§ **DESCRIPTION OF THE TASK**:
Reproduce all the entries precisely.

§ **RECORDS SHOWN**:
..............................
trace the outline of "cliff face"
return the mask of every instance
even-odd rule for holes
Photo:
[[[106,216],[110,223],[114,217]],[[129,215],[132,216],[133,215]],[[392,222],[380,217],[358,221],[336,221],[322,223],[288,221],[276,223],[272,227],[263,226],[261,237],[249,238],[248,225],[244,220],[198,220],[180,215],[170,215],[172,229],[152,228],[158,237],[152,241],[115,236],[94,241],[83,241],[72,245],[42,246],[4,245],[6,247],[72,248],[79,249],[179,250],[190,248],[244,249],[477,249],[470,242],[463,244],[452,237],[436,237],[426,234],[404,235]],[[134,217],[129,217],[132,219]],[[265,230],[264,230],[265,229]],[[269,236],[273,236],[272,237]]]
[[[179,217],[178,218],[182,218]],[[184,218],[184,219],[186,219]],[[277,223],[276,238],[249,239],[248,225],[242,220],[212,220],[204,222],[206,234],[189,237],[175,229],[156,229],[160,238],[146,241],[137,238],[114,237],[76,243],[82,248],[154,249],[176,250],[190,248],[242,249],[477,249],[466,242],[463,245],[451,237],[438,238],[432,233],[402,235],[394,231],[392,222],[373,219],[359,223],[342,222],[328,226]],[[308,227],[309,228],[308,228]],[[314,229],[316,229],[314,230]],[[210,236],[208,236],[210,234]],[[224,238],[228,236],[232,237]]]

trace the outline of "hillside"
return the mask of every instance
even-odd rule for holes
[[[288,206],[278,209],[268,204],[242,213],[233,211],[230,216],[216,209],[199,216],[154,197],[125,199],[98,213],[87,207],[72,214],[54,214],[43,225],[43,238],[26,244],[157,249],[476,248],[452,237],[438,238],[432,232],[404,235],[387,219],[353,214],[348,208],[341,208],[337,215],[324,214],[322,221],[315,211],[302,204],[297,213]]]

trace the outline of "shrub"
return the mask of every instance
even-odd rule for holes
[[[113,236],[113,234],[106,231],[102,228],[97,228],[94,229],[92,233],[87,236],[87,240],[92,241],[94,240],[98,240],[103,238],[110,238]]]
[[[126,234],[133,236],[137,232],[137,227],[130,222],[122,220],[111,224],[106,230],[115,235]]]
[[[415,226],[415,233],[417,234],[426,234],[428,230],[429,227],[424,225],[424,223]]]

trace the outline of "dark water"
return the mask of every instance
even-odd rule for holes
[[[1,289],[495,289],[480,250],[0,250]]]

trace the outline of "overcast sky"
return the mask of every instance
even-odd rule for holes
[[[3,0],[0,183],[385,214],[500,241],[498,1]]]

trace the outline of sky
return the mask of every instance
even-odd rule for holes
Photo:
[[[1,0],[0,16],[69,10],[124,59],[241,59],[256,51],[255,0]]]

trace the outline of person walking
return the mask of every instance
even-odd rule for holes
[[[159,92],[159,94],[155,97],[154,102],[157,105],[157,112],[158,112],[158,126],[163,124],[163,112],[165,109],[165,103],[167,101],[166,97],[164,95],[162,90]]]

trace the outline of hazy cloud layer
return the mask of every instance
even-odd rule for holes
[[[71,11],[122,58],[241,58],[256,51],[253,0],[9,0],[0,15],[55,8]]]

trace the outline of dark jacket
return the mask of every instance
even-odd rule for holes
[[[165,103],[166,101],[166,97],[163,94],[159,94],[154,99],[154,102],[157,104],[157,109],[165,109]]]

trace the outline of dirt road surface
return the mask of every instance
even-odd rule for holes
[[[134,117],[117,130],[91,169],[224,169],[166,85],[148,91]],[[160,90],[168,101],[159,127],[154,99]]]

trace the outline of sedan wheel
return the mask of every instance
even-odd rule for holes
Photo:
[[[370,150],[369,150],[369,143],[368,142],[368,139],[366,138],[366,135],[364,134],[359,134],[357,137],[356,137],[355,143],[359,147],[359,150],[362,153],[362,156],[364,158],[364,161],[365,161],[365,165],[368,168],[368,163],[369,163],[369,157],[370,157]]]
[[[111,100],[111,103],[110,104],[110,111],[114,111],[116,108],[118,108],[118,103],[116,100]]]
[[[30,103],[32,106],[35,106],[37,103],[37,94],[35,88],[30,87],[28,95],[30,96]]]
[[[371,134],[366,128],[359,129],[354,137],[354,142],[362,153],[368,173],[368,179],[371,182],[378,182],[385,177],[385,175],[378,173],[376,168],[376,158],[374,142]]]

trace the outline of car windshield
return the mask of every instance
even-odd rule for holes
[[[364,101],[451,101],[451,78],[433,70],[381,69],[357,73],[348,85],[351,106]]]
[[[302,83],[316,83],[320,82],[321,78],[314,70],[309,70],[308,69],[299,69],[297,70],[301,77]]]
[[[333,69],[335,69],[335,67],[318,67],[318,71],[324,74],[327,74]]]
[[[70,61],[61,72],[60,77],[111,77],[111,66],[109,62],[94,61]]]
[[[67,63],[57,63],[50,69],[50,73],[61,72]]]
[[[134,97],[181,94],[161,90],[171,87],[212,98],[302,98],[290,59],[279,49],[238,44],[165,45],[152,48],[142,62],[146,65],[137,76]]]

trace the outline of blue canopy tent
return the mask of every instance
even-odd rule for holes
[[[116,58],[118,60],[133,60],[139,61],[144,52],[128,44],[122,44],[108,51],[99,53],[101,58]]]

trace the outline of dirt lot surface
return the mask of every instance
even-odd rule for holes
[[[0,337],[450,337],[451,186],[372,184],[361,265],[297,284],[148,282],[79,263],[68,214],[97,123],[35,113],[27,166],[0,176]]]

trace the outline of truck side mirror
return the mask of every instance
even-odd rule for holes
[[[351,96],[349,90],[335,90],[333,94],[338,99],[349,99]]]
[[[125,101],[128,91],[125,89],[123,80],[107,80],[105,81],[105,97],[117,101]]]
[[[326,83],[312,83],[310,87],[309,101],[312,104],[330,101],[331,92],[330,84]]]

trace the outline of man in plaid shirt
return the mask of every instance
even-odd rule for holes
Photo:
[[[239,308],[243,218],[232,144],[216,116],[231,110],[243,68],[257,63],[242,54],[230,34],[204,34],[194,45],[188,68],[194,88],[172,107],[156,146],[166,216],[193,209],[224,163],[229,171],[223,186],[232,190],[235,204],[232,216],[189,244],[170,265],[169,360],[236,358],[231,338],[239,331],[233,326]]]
..............................
§ **EXERCISE SOLUTION**:
trace the outline of "cliff face"
return the mask of every instance
even-odd rule for holes
Photo:
[[[106,216],[110,223],[114,217]],[[129,215],[132,216],[133,215]],[[392,222],[380,217],[358,221],[336,221],[322,223],[288,221],[276,223],[272,227],[263,226],[261,237],[249,238],[248,225],[244,220],[198,220],[180,215],[170,215],[172,229],[152,228],[158,237],[152,241],[115,236],[94,241],[83,241],[72,245],[42,246],[4,245],[6,247],[72,248],[79,249],[179,250],[190,248],[244,249],[477,249],[470,242],[463,244],[452,237],[436,237],[426,234],[404,235]],[[134,217],[129,217],[132,219]],[[265,230],[264,230],[265,229]],[[269,236],[273,236],[272,237]]]
[[[179,217],[178,218],[182,218]],[[184,218],[184,219],[186,219]],[[277,223],[276,238],[249,239],[248,225],[242,220],[212,220],[204,222],[206,234],[189,237],[175,229],[156,229],[160,238],[146,241],[137,238],[114,237],[76,243],[82,248],[154,249],[176,250],[190,248],[242,249],[477,249],[466,242],[463,245],[451,237],[438,238],[432,233],[402,235],[394,231],[392,222],[373,219],[359,223],[342,222],[328,226]],[[308,227],[309,228],[308,228]],[[314,229],[316,229],[314,230]],[[210,236],[208,236],[210,234]],[[224,238],[228,236],[232,237]]]

trace the outline of "hillside"
return the mask of every instance
even-odd rule for holes
[[[288,206],[278,209],[268,204],[242,213],[233,211],[230,216],[216,209],[199,216],[154,197],[125,199],[98,213],[87,207],[72,214],[54,214],[43,225],[43,238],[26,244],[157,249],[476,248],[452,237],[438,238],[432,232],[404,235],[387,219],[353,214],[348,208],[341,208],[337,215],[324,214],[322,221],[315,211],[302,204],[297,213]]]

trace the outline of "shrub"
return the mask of every instance
even-odd rule for holes
[[[113,236],[113,234],[106,231],[102,228],[97,228],[94,229],[92,233],[87,236],[87,240],[92,241],[94,240],[98,240],[103,238],[110,238]]]
[[[126,234],[133,236],[137,232],[137,227],[130,222],[122,220],[111,224],[106,230],[115,235]]]
[[[415,226],[415,233],[417,234],[426,234],[428,230],[429,227],[424,225],[424,223]]]

trace the outline of "dark water"
return the mask of every instance
even-odd rule for holes
[[[1,289],[495,289],[480,250],[0,250]]]

trace the outline of "overcast sky"
return the mask of every instance
even-odd rule for holes
[[[3,0],[0,183],[385,214],[500,241],[498,1]]]

trace the outline of sky
return the mask of every instance
even-odd rule for holes
Photo:
[[[1,0],[0,16],[69,10],[124,59],[241,59],[256,51],[255,0]]]

trace the outline of person walking
return the mask of every instance
even-odd rule for holes
[[[159,92],[159,94],[155,97],[154,102],[157,105],[157,112],[158,112],[158,126],[163,124],[163,112],[165,109],[165,103],[167,101],[166,97],[164,95],[162,90]]]

trace the outline of hazy cloud layer
return the mask of every instance
even-odd rule for holes
[[[71,11],[122,58],[241,58],[256,51],[253,0],[9,0],[0,15],[55,8]]]

trace the outline of dark jacket
return the mask of every instance
even-odd rule for holes
[[[165,103],[166,101],[166,97],[163,94],[159,94],[154,99],[154,102],[157,104],[157,109],[165,109]]]

trace the outline of dirt road surface
return the mask of every instance
even-odd rule for holes
[[[134,117],[117,130],[91,169],[224,169],[166,85],[148,91]],[[160,90],[168,101],[159,127],[154,99]]]

trace the outline of sedan wheel
return the mask of every instance
even-odd rule for holes
Photo:
[[[370,150],[369,150],[369,143],[368,142],[368,139],[366,138],[366,135],[364,134],[359,134],[357,137],[356,137],[355,143],[359,147],[359,150],[362,153],[362,156],[364,158],[364,161],[365,161],[365,165],[368,168],[368,163],[369,163],[369,157],[370,157]]]
[[[111,100],[111,103],[110,104],[110,111],[114,111],[116,108],[118,108],[118,103],[116,100]]]
[[[30,103],[32,106],[35,106],[37,103],[37,94],[35,88],[30,87],[28,95],[30,96]]]
[[[371,134],[366,128],[359,129],[354,137],[354,142],[362,153],[368,173],[368,179],[371,182],[378,182],[385,177],[385,175],[378,173],[376,168],[376,158],[374,142]]]

trace the outline of car windshield
return the mask of every instance
even-odd rule for holes
[[[364,101],[451,101],[451,78],[433,70],[381,69],[357,73],[348,85],[351,106]]]
[[[302,83],[316,83],[320,82],[321,78],[314,70],[309,70],[308,69],[299,69],[297,70],[301,77]]]
[[[333,69],[335,69],[335,67],[318,67],[318,71],[324,74],[327,74]]]
[[[70,61],[61,72],[60,77],[111,77],[111,66],[109,62],[94,61]]]
[[[67,63],[57,63],[50,69],[50,73],[61,72]]]
[[[134,97],[181,94],[161,90],[171,87],[212,98],[302,98],[290,59],[279,49],[238,44],[165,45],[152,48],[142,62],[146,65],[137,76]]]

trace the outline of blue canopy tent
return the mask of every instance
even-odd rule for holes
[[[116,58],[118,60],[133,60],[139,61],[144,52],[128,44],[122,44],[108,51],[99,53],[101,58]]]

trace the outline of dirt lot surface
return the mask of every instance
even-odd rule for holes
[[[0,337],[450,337],[451,186],[372,184],[361,265],[297,284],[148,282],[79,263],[68,214],[97,123],[35,113],[27,166],[0,176]]]

trace the outline of truck side mirror
return the mask of every instance
even-odd rule for holes
[[[351,96],[349,90],[335,90],[333,94],[338,99],[349,99]]]
[[[125,101],[128,91],[125,89],[123,80],[107,80],[105,81],[105,97],[117,101]]]
[[[326,83],[312,83],[310,87],[309,101],[312,104],[330,101],[331,92],[330,84]]]

trace the outline of man in plaid shirt
return the mask of every instance
even-odd rule for holes
Photo:
[[[239,308],[243,218],[232,144],[216,116],[231,110],[243,68],[257,63],[242,54],[230,34],[204,34],[194,45],[188,68],[194,88],[172,107],[156,146],[166,216],[193,209],[224,163],[229,171],[223,186],[232,190],[235,204],[232,216],[189,244],[170,265],[169,360],[236,358],[231,338],[239,331],[233,326]]]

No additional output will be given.